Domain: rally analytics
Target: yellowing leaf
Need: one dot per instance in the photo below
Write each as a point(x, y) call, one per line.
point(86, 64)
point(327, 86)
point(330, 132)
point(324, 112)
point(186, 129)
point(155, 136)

---

* What you need to do *
Reproduce all of the lines above verbatim, in the same order.

* Result for this task *
Domain: rally analytics
Target: yellowing leaf
Need: one dot per instance in the photo below
Write each as a point(x, y) call, one per line.
point(86, 64)
point(327, 86)
point(330, 132)
point(324, 112)
point(186, 129)
point(155, 136)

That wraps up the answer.